** Start RECORD SET **

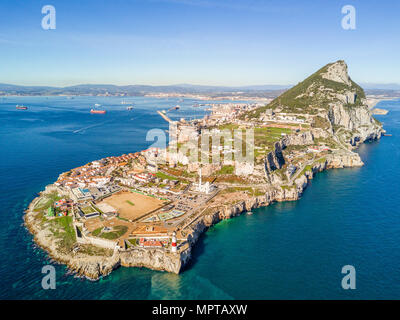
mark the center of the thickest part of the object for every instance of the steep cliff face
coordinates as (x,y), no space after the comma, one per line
(357,122)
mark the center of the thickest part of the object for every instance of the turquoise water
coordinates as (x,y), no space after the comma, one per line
(288,250)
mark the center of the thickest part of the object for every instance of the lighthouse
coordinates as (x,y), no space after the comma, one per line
(173,249)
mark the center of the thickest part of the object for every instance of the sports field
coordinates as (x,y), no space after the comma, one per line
(132,205)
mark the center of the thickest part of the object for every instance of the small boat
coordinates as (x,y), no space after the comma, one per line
(97,111)
(175,108)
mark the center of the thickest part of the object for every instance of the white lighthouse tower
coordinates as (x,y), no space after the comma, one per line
(173,248)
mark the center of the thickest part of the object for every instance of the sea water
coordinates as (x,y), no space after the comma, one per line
(291,250)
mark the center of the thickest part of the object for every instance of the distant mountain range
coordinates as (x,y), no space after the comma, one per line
(137,90)
(133,90)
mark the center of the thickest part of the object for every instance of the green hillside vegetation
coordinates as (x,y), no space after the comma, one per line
(297,99)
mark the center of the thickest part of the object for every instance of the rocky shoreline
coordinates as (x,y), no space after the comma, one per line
(345,123)
(95,267)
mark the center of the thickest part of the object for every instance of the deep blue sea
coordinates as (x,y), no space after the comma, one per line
(293,250)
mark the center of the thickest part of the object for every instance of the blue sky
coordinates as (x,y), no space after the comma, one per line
(213,42)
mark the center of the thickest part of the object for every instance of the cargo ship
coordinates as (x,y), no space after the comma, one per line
(174,108)
(97,111)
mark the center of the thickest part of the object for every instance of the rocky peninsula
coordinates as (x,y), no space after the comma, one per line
(138,210)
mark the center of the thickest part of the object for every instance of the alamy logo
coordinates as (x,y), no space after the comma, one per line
(49,280)
(349,20)
(349,280)
(49,20)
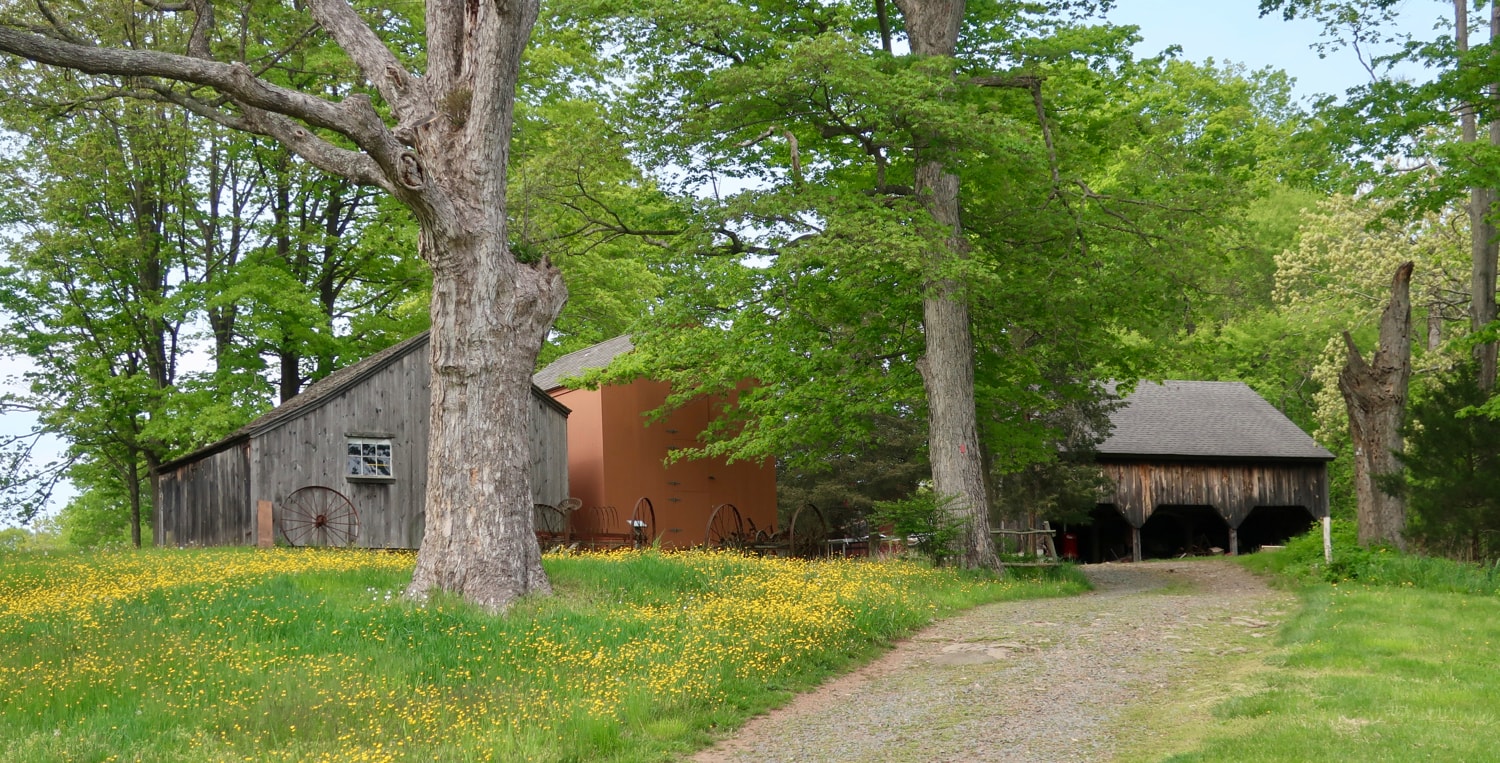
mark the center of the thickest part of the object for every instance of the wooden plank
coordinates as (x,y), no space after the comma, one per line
(264,531)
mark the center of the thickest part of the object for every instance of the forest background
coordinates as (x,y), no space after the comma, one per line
(1131,215)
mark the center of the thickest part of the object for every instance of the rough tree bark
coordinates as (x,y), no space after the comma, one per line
(446,159)
(1484,248)
(1376,394)
(947,368)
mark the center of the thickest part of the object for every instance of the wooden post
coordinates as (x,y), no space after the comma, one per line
(264,529)
(1328,540)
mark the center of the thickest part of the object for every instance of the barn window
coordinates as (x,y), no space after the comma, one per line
(369,457)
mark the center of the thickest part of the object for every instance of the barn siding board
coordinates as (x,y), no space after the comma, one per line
(209,498)
(1232,489)
(200,504)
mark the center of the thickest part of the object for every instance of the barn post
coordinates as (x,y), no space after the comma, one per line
(1328,538)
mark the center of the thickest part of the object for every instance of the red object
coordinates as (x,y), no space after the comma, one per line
(1070,544)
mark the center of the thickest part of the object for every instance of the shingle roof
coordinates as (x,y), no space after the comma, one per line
(320,393)
(582,360)
(1205,420)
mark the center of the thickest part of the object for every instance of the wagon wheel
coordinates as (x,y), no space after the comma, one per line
(645,514)
(807,534)
(318,516)
(725,528)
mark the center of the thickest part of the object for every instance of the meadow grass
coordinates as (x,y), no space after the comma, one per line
(237,654)
(1391,657)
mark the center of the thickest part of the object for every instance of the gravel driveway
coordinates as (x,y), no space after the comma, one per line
(1031,681)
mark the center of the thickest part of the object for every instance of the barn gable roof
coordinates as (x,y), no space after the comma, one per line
(1205,420)
(581,362)
(321,393)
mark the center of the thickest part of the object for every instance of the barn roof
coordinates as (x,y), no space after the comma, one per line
(1205,420)
(582,360)
(321,393)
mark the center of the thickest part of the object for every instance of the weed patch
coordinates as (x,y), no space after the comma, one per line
(239,654)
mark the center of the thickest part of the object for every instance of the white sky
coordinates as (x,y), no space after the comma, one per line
(1224,30)
(1233,30)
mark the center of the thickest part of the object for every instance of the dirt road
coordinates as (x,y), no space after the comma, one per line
(1032,681)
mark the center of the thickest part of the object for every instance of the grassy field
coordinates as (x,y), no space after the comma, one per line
(242,654)
(1391,658)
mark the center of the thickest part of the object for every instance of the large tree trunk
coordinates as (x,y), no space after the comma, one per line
(947,368)
(1376,397)
(446,159)
(489,317)
(1484,248)
(479,528)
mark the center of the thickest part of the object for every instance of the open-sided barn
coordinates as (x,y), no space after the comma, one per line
(1205,465)
(345,462)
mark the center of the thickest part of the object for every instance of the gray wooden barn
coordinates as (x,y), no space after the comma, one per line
(1202,465)
(345,462)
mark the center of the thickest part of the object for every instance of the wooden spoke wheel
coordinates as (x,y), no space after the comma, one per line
(725,528)
(642,522)
(318,516)
(807,534)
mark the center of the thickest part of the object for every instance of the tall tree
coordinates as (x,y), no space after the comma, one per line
(1394,123)
(947,366)
(440,143)
(1376,394)
(831,279)
(1451,477)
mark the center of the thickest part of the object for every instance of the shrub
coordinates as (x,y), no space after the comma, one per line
(926,520)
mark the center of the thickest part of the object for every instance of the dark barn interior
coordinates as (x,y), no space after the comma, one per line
(1202,468)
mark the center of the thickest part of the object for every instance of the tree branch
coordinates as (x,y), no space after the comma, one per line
(399,87)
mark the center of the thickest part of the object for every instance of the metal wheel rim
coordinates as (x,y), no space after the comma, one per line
(318,516)
(725,528)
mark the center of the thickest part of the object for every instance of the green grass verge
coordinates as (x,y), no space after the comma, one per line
(240,654)
(1391,657)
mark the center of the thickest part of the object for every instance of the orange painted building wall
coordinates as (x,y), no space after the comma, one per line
(615,457)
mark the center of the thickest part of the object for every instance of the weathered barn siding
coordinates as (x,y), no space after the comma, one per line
(218,487)
(1233,489)
(548,450)
(311,450)
(209,498)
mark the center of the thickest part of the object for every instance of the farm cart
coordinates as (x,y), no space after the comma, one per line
(806,535)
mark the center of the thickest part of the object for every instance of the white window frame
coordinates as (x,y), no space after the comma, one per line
(368,466)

** End RECORD SET **

■ **YOUR INSTRUCTIONS**
Copy verbatim the lines of the listing above, starting at the line that contains "painted building wall" and ending with the last line of the listing, both included.

■ **EXERCISE ANSWER**
mark the center of the thickest part of the object for every instance of the orange painted building wall
coordinates as (x,y), no space after the comma, one per line
(615,457)
mark the center of the thickest part of the object for every instance of the weathered barn siding
coordinates as (x,y), no space after the comma, one per line
(218,487)
(1233,489)
(548,450)
(311,450)
(209,498)
mark the center of the thickest part of the object for every instance of the farm cart
coordinates as (x,y), no space after the comma, one per line
(806,535)
mark the center of the thickest part of the object for every instance of the white window frame
coordinates as (x,y), no space after the comma, one per line
(368,466)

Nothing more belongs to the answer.